**Written instruction:** Extract the full listing verbatim and drop any pictures from your copy.

Named-object pointing records
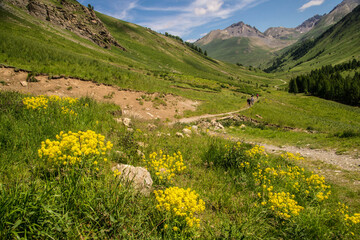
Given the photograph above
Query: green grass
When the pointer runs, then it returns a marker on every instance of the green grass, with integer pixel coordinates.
(152, 62)
(236, 50)
(328, 124)
(337, 45)
(38, 201)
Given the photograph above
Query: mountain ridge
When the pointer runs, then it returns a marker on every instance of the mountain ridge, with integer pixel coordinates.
(219, 45)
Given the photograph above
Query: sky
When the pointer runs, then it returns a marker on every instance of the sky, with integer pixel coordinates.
(193, 19)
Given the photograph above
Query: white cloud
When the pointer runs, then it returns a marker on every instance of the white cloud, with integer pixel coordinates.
(311, 4)
(198, 13)
(121, 8)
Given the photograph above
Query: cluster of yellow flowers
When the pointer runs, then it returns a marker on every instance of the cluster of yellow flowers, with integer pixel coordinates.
(291, 156)
(164, 166)
(65, 110)
(180, 203)
(256, 151)
(283, 205)
(344, 211)
(294, 178)
(317, 184)
(40, 102)
(74, 148)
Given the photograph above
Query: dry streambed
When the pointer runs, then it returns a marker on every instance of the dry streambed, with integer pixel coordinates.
(133, 103)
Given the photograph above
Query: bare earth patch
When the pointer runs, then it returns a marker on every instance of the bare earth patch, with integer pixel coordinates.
(131, 102)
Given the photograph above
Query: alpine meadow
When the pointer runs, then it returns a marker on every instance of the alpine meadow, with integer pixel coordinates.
(113, 130)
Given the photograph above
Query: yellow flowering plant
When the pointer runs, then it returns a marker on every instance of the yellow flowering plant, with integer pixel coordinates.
(164, 167)
(66, 105)
(74, 149)
(180, 207)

**Output for this task:**
Given the photograph above
Query: green grass
When the pointer runs, then it returns a marker on every instance of the green grass, with integer pixel coordinates.
(152, 62)
(236, 50)
(328, 124)
(337, 45)
(38, 201)
Given the photograph above
Query: mountain ridge
When the pointer runs, then it returns a marker on every instance of the mountain ridge, with integer pixel coordinates.
(219, 45)
Given the photograph above
Query: sky
When the pointer runs, then it returns a marker on every instance of the sky, with integer pixel coordinates.
(193, 19)
Given the photograph above
Query: white cloud
When the pointer runs, then it returns a marker on every instance of the white cloud, with integer pixel coordinates.
(311, 4)
(198, 13)
(121, 8)
Given the photograph above
Query: cluster of yellow flowers
When the pointer runs, then it returns a marker on every instance of the cluster of yellow flowers, with integer pixel coordinates.
(291, 156)
(164, 166)
(65, 110)
(180, 203)
(256, 151)
(283, 205)
(344, 211)
(294, 178)
(317, 184)
(40, 102)
(74, 148)
Given the photograph above
Query: dry streambed
When the pointer runs, then it returns a marker on every instance of the dry streambed, with integer pixel coordinates.
(133, 103)
Given the photograph above
Query: bare earth patch
When the pointer runs, then it returns a marker on every instance of the bare earth patch, with integer pixel coordinates.
(131, 102)
Given the photograph above
Query: alpine meadow
When the pointer runs, then it returns a marker on every instance of the alpine meadow, with integer pixel coordinates.
(113, 130)
Given the photograph above
Query: yellow flowering plant
When the pointer runs, then it returns a marker on every instance of the yellow flowering plant, with integer pixel coordinates.
(164, 167)
(66, 105)
(74, 149)
(180, 207)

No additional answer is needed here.